RECORDS FOR THE EXERCISE Block Start
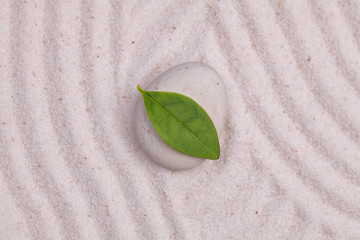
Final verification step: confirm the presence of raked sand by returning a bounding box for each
[1,0,360,239]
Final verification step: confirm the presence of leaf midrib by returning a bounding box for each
[142,91,218,157]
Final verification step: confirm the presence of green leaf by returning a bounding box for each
[137,85,220,160]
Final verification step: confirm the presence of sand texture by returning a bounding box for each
[1,0,360,239]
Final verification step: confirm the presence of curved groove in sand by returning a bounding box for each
[268,0,360,147]
[11,1,83,239]
[229,0,360,185]
[80,1,173,238]
[308,0,360,95]
[43,1,121,238]
[337,1,360,52]
[212,4,360,220]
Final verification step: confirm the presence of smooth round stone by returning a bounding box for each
[134,62,227,170]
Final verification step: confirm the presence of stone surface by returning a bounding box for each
[134,62,227,170]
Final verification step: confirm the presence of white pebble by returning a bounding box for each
[134,62,227,170]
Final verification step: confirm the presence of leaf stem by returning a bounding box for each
[137,85,145,94]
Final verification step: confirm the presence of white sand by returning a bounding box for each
[1,0,360,239]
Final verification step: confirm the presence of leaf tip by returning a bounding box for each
[209,150,220,160]
[207,140,220,160]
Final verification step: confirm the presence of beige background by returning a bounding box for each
[1,0,360,239]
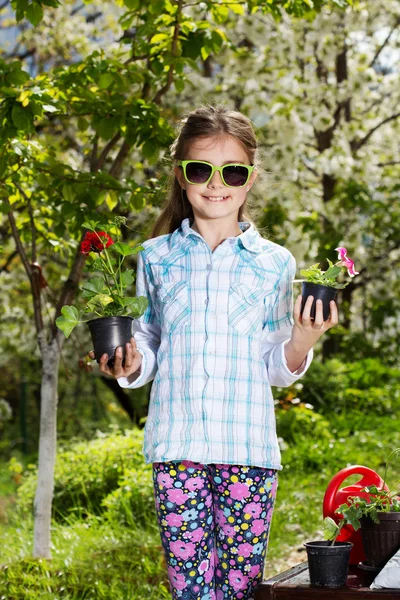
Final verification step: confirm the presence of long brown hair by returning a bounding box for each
[151,104,261,238]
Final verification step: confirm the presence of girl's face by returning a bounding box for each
[174,134,257,224]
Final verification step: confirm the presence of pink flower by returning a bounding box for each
[222,524,236,537]
[249,564,261,578]
[190,527,205,542]
[170,540,196,560]
[237,542,253,557]
[335,247,359,277]
[251,519,265,536]
[228,569,249,592]
[228,482,251,501]
[243,501,262,518]
[166,488,189,505]
[168,566,188,591]
[185,476,205,492]
[156,472,174,489]
[165,512,183,527]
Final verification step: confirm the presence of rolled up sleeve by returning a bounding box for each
[261,252,313,387]
[117,250,160,389]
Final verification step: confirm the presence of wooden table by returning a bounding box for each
[254,562,400,599]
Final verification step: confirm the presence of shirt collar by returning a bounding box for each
[177,217,261,253]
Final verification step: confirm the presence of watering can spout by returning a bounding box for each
[323,465,388,565]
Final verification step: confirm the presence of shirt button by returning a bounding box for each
[206,264,212,270]
[229,239,235,245]
[204,298,209,305]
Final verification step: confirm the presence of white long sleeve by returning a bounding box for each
[261,253,313,387]
[117,250,160,389]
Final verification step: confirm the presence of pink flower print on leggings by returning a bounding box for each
[170,540,196,561]
[153,461,278,600]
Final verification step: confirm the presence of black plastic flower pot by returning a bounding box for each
[301,282,338,321]
[304,541,353,587]
[360,512,400,570]
[87,316,134,369]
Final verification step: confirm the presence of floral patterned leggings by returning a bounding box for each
[152,460,278,600]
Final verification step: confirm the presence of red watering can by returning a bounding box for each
[323,465,389,565]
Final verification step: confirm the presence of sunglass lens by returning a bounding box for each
[223,165,249,187]
[185,162,212,184]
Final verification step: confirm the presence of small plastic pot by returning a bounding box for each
[87,316,134,369]
[304,540,353,587]
[301,282,338,321]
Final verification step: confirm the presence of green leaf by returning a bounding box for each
[174,78,185,93]
[25,2,44,26]
[81,276,107,298]
[323,516,339,540]
[11,104,32,131]
[150,33,169,44]
[62,183,75,202]
[120,295,148,317]
[121,269,135,287]
[55,305,80,339]
[110,242,138,256]
[96,294,114,307]
[82,220,100,230]
[77,117,89,132]
[228,2,245,15]
[105,190,118,211]
[123,0,139,9]
[98,73,114,89]
[324,265,342,279]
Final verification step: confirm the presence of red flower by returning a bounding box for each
[80,231,114,254]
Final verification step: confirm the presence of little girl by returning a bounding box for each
[91,105,338,600]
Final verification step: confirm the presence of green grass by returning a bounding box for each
[1,412,399,598]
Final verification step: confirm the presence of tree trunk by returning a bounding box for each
[33,335,61,558]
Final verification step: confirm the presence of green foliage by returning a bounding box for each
[102,464,156,528]
[276,406,331,444]
[299,358,400,416]
[15,430,149,520]
[300,258,349,289]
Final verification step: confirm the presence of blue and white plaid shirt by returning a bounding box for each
[117,217,313,469]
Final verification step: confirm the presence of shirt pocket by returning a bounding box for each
[157,279,190,334]
[228,282,266,336]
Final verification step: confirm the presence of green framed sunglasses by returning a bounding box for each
[177,160,255,188]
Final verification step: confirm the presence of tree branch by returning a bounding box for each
[14,182,36,262]
[0,250,18,273]
[152,0,183,105]
[7,203,33,281]
[52,235,87,340]
[7,201,44,333]
[369,17,400,68]
[108,139,132,179]
[351,112,400,152]
[94,131,122,172]
[376,160,400,167]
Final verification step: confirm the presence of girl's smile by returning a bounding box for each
[202,194,231,202]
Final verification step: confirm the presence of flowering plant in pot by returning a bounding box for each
[56,217,148,368]
[299,247,359,320]
[332,448,400,572]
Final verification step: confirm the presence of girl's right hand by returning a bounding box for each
[88,336,142,380]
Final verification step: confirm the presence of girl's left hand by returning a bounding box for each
[291,294,338,349]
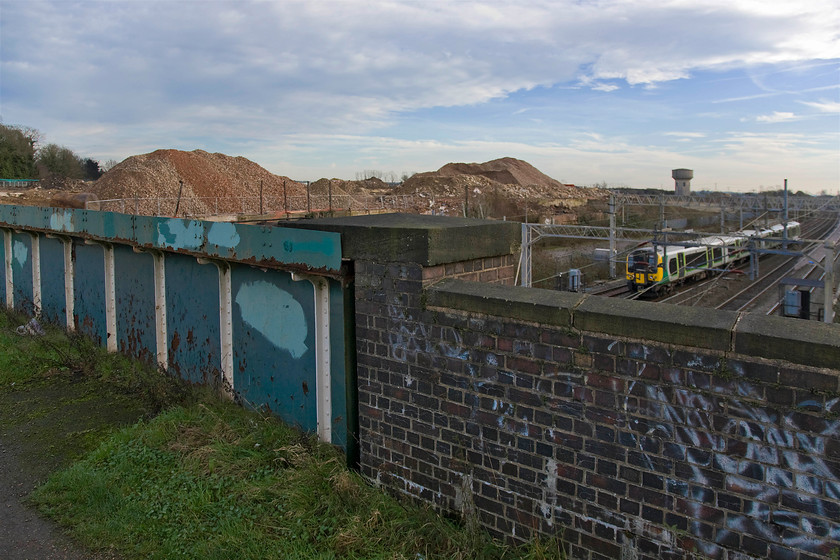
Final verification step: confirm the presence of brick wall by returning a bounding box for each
[355,260,840,560]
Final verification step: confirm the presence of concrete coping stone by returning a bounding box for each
[427,278,738,351]
[427,278,840,371]
[733,312,840,371]
[426,278,584,326]
[574,294,738,351]
[285,213,520,266]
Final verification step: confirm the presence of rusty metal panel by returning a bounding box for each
[230,264,317,431]
[73,242,107,345]
[131,214,159,247]
[0,205,16,226]
[73,209,117,238]
[219,223,341,271]
[14,206,48,230]
[165,252,222,385]
[143,216,341,271]
[10,232,34,315]
[112,213,136,242]
[39,236,66,325]
[114,245,156,364]
[0,210,342,272]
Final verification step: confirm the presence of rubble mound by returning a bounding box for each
[396,157,606,218]
[435,157,564,190]
[92,149,306,216]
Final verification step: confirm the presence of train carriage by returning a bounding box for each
[626,221,799,294]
RECORDS FOR THE EXERCISE Block End
Give the entries again without a single change, but with no pictures.

Final verification step: confirm the presence of raked sand by returning a bounding box for each
[1,0,360,239]
Final verification step: confirm the presence of leaf midrib by returning a bounding box for each
[142,91,218,157]
Final verification step: confirm the presence of green leaf by returning a bounding box for each
[137,85,220,160]
Final verification step: confirm the presence of sand texture by returning a bounding box for each
[1,0,360,239]
Final verification step: confirm the presence of curved groove in sand by returning a bounding box for each
[268,0,360,147]
[11,1,83,239]
[229,0,360,185]
[80,1,173,238]
[308,0,360,95]
[43,1,121,238]
[337,1,360,52]
[212,4,360,220]
Final verification step: confirm the presence of smooth round stone by returning a bounding box for each
[134,62,227,170]
Final verification step: confirm the presence of stone surface by returning a bounding box for each
[134,62,227,170]
Final verification step: confirm the presence of white pebble by returning a bounding box for each
[134,62,227,170]
Final verification step: confirm the presence of leaf stem by returning a bounding box for each
[137,85,145,94]
Final verification step: confirm the presence of white sand by returning a bounding box for each
[1,0,360,239]
Final verification step: confirm the presence of leaf tip by returning a bounding box for each
[209,150,220,160]
[207,140,220,160]
Final verification step: confirm the presence of beige background by returning a bounding box for each
[1,0,360,239]
Final verification step: confirm the presence of long brown hair by returning a bounding box for each
[151,104,261,238]
Final verification step: confirm the presence of girl's face by returning a bounding box for each
[174,134,257,224]
Final verification step: confirm the presence of pink flower by returning a bounding box for each
[222,524,236,537]
[249,564,261,578]
[190,527,205,542]
[170,540,196,560]
[237,542,253,557]
[335,247,359,277]
[251,519,265,536]
[228,569,249,592]
[228,482,251,501]
[243,501,262,518]
[166,488,189,505]
[168,566,188,591]
[185,476,205,492]
[156,472,174,489]
[165,512,183,527]
Final verification step: confirm the presence of rolled up sleeve by returning a bounding box for each
[261,252,313,387]
[117,250,160,389]
Final verification step: confirm the presence of wooden table by returning a bounding box for each
[254,562,400,599]
Final verification step: confirm the presence of shirt collar by returning a bounding box for each
[177,217,261,253]
Final verification step: confirm the presence of watering can spout by returning a bounding box for each
[323,465,388,565]
Final verification step: confirm the presence of shirt button by returning a bounding box for each
[206,264,212,270]
[229,239,235,245]
[204,298,209,305]
Final verification step: confirm the presence of white long sleeve by returning a bounding box for each
[261,253,313,387]
[117,250,160,389]
Final verification step: confirm the presence of pink flower print on leggings by returning a bounding box for each
[170,540,196,561]
[153,461,278,600]
Final verification step: confirm the presence of black plastic flower pot by returning a bounding box for each
[301,282,338,321]
[304,541,353,587]
[360,512,400,570]
[87,316,134,369]
Final verification step: confirm the presence of floral patterned leggings by returning a bounding box for each
[152,460,278,600]
Final verification step: confirm the presence of red watering can by returning a bounding box for each
[323,465,389,565]
Final verification step: confirm the presence of sunglass lens by returning a bounding box for each
[223,165,249,187]
[185,162,212,184]
Final verification step: confirm the presence of small plastic pot by returning a bounding box for each
[87,316,134,369]
[304,540,353,587]
[301,282,338,321]
Final verification step: confirm the presence of green leaf by returning a bounding box for each
[174,78,185,93]
[25,2,44,26]
[81,276,107,298]
[323,516,339,540]
[11,104,32,131]
[150,33,169,44]
[62,183,75,202]
[120,295,148,317]
[121,269,135,287]
[55,305,80,339]
[110,242,138,256]
[96,294,114,307]
[82,220,100,230]
[77,117,89,132]
[228,2,245,15]
[105,190,118,211]
[123,0,139,9]
[98,73,114,89]
[324,265,342,279]
Final verification step: confirm the presence of red flower by returning a bounding box for each
[80,231,114,254]
Final verification step: confirm the presence of little girl by returning a bounding box for each
[91,105,338,600]
Final verification step: confirm the presence of green grass by returning a bounding box for each
[1,412,399,598]
Final verification step: confirm the presence of tree trunk by returning a bounding box for each
[33,335,61,558]
Final verification step: confirm the presence of green foliage by returning a bounding box for each
[102,464,156,528]
[276,406,331,444]
[299,358,400,416]
[15,430,149,520]
[300,258,349,289]
Final verification step: confirm the presence of blue and white plaid shirt by returning a bounding box for each
[117,217,313,469]
Final verification step: confirm the presence of shirt pocket by returning a bounding box for each
[157,279,190,334]
[228,282,266,336]
Final verification step: confirm the presence of green framed sunglasses by returning a bounding box for each
[177,160,255,188]
Final verification step: confirm the presence of tree branch by returning a bounding box for each
[14,182,36,262]
[0,250,18,273]
[152,0,183,105]
[7,203,33,281]
[52,235,87,340]
[7,201,44,333]
[369,17,400,68]
[108,139,132,179]
[351,112,400,152]
[94,131,122,172]
[376,160,400,167]
Final verification step: confirm the presence of girl's smile by returning a bounding box for each
[202,194,231,202]
Final verification step: confirm the presence of flowering plant in pot by returning a bounding box for each
[56,217,148,368]
[299,247,359,320]
[332,448,400,572]
Final verification step: confirm the presence of girl's right hand by returning a bounding box for each
[88,336,142,380]
Final verification step: confirm the presence of girl's left hand by returning a bounding box for each
[291,294,338,349]
Final verification step: confirm the presence of brick wall by returning a bounding box for each
[355,260,840,560]
Final verification step: confirm the presence of concrete coping stone by returning a bounding box for each
[427,278,738,351]
[427,278,840,371]
[733,312,840,371]
[426,278,584,326]
[574,294,738,351]
[285,213,520,266]
Final verification step: confirm the presence of rusty metal panel by returning a bounding box for each
[230,264,317,431]
[73,242,107,345]
[131,214,159,247]
[0,205,16,226]
[73,209,117,238]
[219,223,341,271]
[14,206,48,230]
[165,252,222,385]
[143,216,341,271]
[10,232,34,315]
[112,213,136,242]
[39,236,66,325]
[114,245,156,364]
[0,210,342,272]
Final verification step: confirm the presence of rubble mound by returning a bounding box for each
[396,157,606,218]
[435,157,564,190]
[92,149,306,216]
Final verification step: confirm the presence of train carriage by returning a bounding box for each
[626,221,799,294]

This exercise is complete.